- YOUR TASK
Reproduce every line of the listing below word for word, in its original order.
[START OF DATASET ENTRIES]
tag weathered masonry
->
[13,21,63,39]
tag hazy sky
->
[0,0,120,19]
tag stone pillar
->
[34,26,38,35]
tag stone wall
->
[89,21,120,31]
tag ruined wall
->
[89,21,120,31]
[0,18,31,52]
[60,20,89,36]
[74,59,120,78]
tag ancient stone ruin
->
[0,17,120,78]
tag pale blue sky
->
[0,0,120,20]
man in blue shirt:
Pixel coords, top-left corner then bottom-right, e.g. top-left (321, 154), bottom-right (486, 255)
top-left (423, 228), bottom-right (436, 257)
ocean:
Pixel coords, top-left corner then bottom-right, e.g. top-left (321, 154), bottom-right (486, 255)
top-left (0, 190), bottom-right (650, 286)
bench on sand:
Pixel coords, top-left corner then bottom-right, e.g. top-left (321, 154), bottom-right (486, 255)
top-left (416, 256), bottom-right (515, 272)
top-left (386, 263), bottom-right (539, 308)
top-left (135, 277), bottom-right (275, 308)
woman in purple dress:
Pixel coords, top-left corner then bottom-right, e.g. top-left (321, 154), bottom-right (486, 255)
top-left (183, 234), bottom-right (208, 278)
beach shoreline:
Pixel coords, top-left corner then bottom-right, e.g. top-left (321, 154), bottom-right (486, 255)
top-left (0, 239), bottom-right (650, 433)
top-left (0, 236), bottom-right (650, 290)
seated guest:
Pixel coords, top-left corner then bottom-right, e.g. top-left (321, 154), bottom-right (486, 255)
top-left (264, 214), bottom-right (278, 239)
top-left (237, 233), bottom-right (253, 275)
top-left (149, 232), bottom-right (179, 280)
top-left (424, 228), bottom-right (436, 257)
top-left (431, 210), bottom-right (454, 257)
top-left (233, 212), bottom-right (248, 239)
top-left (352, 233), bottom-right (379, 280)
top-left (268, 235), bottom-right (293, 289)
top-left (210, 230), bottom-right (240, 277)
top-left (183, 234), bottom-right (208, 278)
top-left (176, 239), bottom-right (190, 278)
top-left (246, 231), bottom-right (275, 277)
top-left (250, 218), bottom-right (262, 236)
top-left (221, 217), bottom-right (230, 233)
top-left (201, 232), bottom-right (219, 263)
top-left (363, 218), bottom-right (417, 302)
[END OF DATASET ENTRIES]
- EXPECTED ANSWER
tag weathered masonry
->
[13,21,63,39]
tag hazy sky
->
[0,0,120,19]
tag stone pillar
->
[34,26,38,35]
tag stone wall
->
[89,21,120,31]
tag ruined wall
->
[89,21,120,31]
[0,18,31,52]
[60,20,89,36]
[74,59,120,78]
tag ancient stone ruin
->
[0,17,120,78]
tag pale blue sky
->
[0,0,120,20]
man in blue shirt:
Pixel coords, top-left corner then bottom-right, e.g. top-left (321, 154), bottom-right (486, 255)
top-left (423, 228), bottom-right (436, 257)
ocean:
Pixel coords, top-left corner then bottom-right, e.g. top-left (321, 154), bottom-right (486, 255)
top-left (0, 190), bottom-right (650, 286)
bench on sand:
Pixel coords, top-left corner then bottom-right, e.g. top-left (321, 154), bottom-right (486, 255)
top-left (416, 256), bottom-right (515, 272)
top-left (386, 263), bottom-right (539, 308)
top-left (135, 277), bottom-right (275, 308)
woman in purple dress:
Pixel coords, top-left corner then bottom-right, e.g. top-left (321, 154), bottom-right (486, 255)
top-left (183, 234), bottom-right (208, 278)
beach shoreline:
Pixel coords, top-left corner then bottom-right, e.g. top-left (321, 154), bottom-right (486, 255)
top-left (0, 239), bottom-right (650, 433)
top-left (0, 236), bottom-right (650, 290)
seated guest:
Pixel coords, top-left corner then bottom-right, e.g. top-left (321, 154), bottom-right (486, 255)
top-left (264, 214), bottom-right (278, 239)
top-left (237, 233), bottom-right (253, 275)
top-left (149, 232), bottom-right (179, 280)
top-left (424, 228), bottom-right (436, 257)
top-left (431, 210), bottom-right (454, 257)
top-left (233, 212), bottom-right (248, 239)
top-left (352, 233), bottom-right (379, 280)
top-left (268, 235), bottom-right (293, 289)
top-left (210, 230), bottom-right (240, 277)
top-left (183, 234), bottom-right (208, 278)
top-left (176, 239), bottom-right (190, 278)
top-left (246, 231), bottom-right (275, 277)
top-left (250, 218), bottom-right (262, 236)
top-left (221, 217), bottom-right (230, 233)
top-left (201, 232), bottom-right (219, 263)
top-left (363, 218), bottom-right (417, 302)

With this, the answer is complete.